* **Set exercise**: Provide the data again in its entirety, exactly as given.
----- Data rows -----
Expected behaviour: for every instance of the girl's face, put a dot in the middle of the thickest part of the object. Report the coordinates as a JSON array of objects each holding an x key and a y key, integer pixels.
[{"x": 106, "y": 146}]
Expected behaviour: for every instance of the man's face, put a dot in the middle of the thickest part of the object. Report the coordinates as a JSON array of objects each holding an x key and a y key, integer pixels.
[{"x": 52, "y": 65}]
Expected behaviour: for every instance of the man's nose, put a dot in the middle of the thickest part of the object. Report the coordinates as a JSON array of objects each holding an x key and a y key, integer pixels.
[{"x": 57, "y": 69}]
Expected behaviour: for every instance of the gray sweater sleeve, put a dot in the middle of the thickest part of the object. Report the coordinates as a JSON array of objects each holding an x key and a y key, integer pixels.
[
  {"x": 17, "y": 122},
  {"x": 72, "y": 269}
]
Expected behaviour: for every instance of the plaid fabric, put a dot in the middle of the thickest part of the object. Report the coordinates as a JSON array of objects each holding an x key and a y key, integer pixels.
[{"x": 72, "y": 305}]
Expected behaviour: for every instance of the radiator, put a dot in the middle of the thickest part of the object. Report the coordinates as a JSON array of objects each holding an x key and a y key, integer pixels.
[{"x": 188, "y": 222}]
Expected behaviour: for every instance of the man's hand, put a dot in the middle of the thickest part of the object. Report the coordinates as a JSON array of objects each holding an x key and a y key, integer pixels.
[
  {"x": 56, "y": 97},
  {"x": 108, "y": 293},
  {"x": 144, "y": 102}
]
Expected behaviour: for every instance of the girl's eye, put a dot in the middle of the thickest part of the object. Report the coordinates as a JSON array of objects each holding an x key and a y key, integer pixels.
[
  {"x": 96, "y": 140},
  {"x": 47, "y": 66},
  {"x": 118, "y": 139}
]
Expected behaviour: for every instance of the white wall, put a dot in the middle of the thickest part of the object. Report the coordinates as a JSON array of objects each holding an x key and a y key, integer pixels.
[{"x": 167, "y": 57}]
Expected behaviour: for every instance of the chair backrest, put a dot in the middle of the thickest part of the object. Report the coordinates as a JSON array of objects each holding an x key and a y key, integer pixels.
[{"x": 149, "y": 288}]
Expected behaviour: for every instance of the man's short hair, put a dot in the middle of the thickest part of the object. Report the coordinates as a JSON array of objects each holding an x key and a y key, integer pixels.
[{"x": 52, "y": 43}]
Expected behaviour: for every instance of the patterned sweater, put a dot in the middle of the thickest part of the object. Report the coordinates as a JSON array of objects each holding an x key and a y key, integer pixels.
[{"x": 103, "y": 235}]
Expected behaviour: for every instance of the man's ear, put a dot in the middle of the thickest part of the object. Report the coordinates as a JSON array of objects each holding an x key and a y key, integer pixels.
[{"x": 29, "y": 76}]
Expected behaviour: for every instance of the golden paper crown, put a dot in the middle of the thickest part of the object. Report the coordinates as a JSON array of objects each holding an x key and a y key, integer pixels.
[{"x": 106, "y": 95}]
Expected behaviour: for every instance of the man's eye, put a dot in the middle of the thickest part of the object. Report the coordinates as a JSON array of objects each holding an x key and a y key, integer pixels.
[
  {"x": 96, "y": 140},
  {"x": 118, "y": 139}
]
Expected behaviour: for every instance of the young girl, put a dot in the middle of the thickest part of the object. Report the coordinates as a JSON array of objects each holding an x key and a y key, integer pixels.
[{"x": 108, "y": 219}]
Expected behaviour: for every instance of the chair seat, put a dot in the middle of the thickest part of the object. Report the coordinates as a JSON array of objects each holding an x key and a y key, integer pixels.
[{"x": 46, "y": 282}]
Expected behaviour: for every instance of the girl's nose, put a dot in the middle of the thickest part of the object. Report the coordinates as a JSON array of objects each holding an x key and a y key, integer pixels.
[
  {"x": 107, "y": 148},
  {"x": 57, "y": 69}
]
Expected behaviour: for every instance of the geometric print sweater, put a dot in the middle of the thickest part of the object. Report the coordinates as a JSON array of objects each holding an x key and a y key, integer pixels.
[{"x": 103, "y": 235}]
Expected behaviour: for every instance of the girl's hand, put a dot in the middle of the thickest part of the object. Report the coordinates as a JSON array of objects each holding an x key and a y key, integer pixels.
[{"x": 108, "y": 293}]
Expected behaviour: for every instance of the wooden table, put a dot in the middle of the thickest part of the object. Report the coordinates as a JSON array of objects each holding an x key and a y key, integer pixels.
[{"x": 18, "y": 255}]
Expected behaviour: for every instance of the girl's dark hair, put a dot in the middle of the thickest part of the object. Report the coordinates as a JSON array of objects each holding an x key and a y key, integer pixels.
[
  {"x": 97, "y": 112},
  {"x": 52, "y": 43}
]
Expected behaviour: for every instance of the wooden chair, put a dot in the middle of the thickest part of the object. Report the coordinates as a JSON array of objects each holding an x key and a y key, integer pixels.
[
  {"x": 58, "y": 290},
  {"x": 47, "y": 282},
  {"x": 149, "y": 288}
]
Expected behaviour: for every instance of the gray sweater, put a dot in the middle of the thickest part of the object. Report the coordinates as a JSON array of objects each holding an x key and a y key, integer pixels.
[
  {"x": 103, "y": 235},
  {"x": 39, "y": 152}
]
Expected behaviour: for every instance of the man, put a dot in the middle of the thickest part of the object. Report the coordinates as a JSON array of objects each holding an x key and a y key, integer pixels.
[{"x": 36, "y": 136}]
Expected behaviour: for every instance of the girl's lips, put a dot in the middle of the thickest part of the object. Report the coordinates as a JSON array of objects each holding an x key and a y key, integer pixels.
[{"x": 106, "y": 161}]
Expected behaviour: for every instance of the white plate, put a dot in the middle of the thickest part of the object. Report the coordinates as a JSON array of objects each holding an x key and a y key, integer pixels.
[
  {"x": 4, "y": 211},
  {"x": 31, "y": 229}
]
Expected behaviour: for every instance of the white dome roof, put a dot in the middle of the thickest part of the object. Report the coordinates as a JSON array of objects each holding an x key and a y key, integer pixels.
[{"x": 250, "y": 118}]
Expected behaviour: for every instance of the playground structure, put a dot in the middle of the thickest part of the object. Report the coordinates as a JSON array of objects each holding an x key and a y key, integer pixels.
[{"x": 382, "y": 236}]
-----
* **Reply**:
Expected behaviour: for every instance of the girl's face, put a dot in the middle of the thickest part of the object. Report the coordinates as a JSON array of objects each holding an x key and a y key, integer pixels.
[{"x": 106, "y": 146}]
Expected behaviour: for every instance of the man's face, put a dot in the middle of the thickest part of the object. Report the coordinates as a JSON array of objects each holding an x key and a y key, integer pixels.
[{"x": 52, "y": 65}]
Expected behaviour: for every instance of the man's nose, put a dot in the middle of the thickest part of the object. Report the coordinates as a JSON array of objects each holding an x key and a y key, integer pixels.
[{"x": 57, "y": 69}]
Expected behaviour: for every instance of the gray sweater sleeve, put a dot in the middle of the thickest part of the object. Report the coordinates as a JSON array of objects each holding an x key and a y key, integer pixels.
[
  {"x": 17, "y": 122},
  {"x": 72, "y": 269}
]
Expected behaviour: for every instance of the plaid fabric, put a dot in the middle of the thickest part of the object. Report the coordinates as a JSON array of objects each holding an x key and a y key, integer pixels.
[{"x": 72, "y": 305}]
Expected behaviour: for every instance of the radiator, put a dot in the middle of the thickest part of the object. Report the coordinates as a JSON array of objects each holding an x key and a y key, integer pixels.
[{"x": 188, "y": 222}]
Expected behaviour: for every instance of the man's hand, put a dot in the middle of the thickest part of the object. Report the coordinates as a JSON array of objects each holding an x key and a y key, integer pixels.
[
  {"x": 56, "y": 97},
  {"x": 108, "y": 293},
  {"x": 144, "y": 102}
]
Expected behaviour: for every instance of the girl's eye, put a dot in the middle of the thickest part of the object. Report the coordinates as a JSON array of objects each holding an x key and a y key, integer pixels.
[
  {"x": 96, "y": 140},
  {"x": 47, "y": 66},
  {"x": 118, "y": 139}
]
Expected behaviour: for every instance of the white wall, put a dot in the middle of the thickest part of the object. Report the coordinates as a JSON array of objects each holding an x key and a y key, integer pixels.
[{"x": 167, "y": 57}]
Expected behaviour: for every instance of the chair backrest, put a dot in the middle of the thickest part of the object. Report the coordinates as a JSON array of objects each holding an x key and a y key, integer pixels.
[{"x": 149, "y": 288}]
Expected behaviour: for every instance of the man's short hair, put a dot in the middle of the thickest part of the object. Report the coordinates as a JSON array of objects each holding an x key and a y key, integer pixels.
[{"x": 52, "y": 43}]
Expected behaviour: for every instance of the patterned sweater, put a dot in the middle of the thickest part of the object. Report the coordinates as a JSON array of objects each holding an x key and a y key, integer pixels.
[{"x": 103, "y": 235}]
Expected behaviour: for every instance of the man's ear, put a dot in the middle of the thickest part of the object. Report the coordinates as a JSON array of objects each holding an x key and a y key, integer pixels.
[{"x": 29, "y": 76}]
Expected behaviour: for every instance of the golden paper crown, put a dot in the middle of the thickest part of the object. Report the coordinates as a JSON array of objects each holding an x key and a y key, integer pixels.
[{"x": 106, "y": 95}]
Expected behaviour: for every instance of the man's eye, put a dot in the middle of the thickest part of the object. Report the coordinates as a JSON array of objects each holding an x key and a y key, integer pixels.
[
  {"x": 96, "y": 140},
  {"x": 118, "y": 139}
]
Expected behaviour: for every instance of the young girl, put a dot in the middle of the thickest part of the object. Report the coordinates as a JSON array of objects each holding an x key and a y key, integer pixels.
[{"x": 108, "y": 219}]
Expected behaviour: for every instance of the chair seat, put a dot in the middle of the thickest part of the object. Report the coordinates as a JSON array of objects each holding an x key and a y key, integer pixels.
[{"x": 46, "y": 282}]
Expected behaviour: for every instance of the girl's nose, put a dot in the middle of the thickest part of the object. Report the coordinates as a JSON array of objects each holding an x key and a y key, integer pixels.
[
  {"x": 107, "y": 148},
  {"x": 57, "y": 69}
]
Expected behaviour: for every instance of the geometric print sweater, put a dot in the middle of the thickest part of the object. Report the coordinates as a JSON array of objects each holding an x key and a y key, integer pixels.
[{"x": 103, "y": 235}]
Expected behaviour: for every instance of the girl's hand, put a dot in the middle of the thickest part of the object. Report the coordinates as a JSON array of objects each holding an x key and a y key, integer pixels.
[{"x": 108, "y": 293}]
Expected behaviour: for every instance of the wooden table, put a dot in the middle of the thickest part of the object. Report the coordinates as a JSON array of objects each holding an x key and a y key, integer pixels.
[{"x": 18, "y": 255}]
Expected behaviour: for every instance of the girl's dark hair, put a dot in the middle of the thickest part of the object. Report the coordinates as a JSON array of objects each holding an x key and a y key, integer pixels.
[
  {"x": 97, "y": 112},
  {"x": 52, "y": 43}
]
Expected behaviour: for every instance of the wooden chair, put a dot in the middle of the thickest part of the object. Report the coordinates as a JSON array of objects each holding an x key and a y key, integer pixels.
[
  {"x": 58, "y": 290},
  {"x": 47, "y": 282},
  {"x": 149, "y": 288}
]
Expected behaviour: for every instance of the gray sweater, put a dot in the middle of the thickest part of the object. Report the coordinates as a JSON array of objects each holding an x key and a y key, integer pixels.
[
  {"x": 103, "y": 235},
  {"x": 39, "y": 152}
]
Expected behaviour: for every instance of the man, put a dot in the middle of the thickest part of the object. Report the coordinates as a JSON array of objects each holding an x key and a y key, integer pixels.
[{"x": 36, "y": 136}]
Expected behaviour: for every instance of the girl's lips, put a dot in the middle of the thickest part of the object. Report the coordinates as a JSON array of objects each holding an x key and a y key, integer pixels.
[{"x": 106, "y": 161}]
Expected behaviour: for every instance of the white plate, put a dot in the middle of the thickest part of the object. Report the coordinates as a JSON array of objects each holding an x key and a y key, integer pixels.
[
  {"x": 4, "y": 211},
  {"x": 31, "y": 229}
]
Expected behaviour: for every instance of the white dome roof, put a dot in the middle of the thickest part of the object. Report the coordinates as a JSON array of objects each holding an x key and a y key, integer pixels.
[{"x": 250, "y": 118}]
Expected behaviour: for every instance of the playground structure, put a dot in the middle of the thickest part of the object. Report the coordinates as a JSON array of objects each holding an x key and a y key, integer pixels.
[{"x": 382, "y": 236}]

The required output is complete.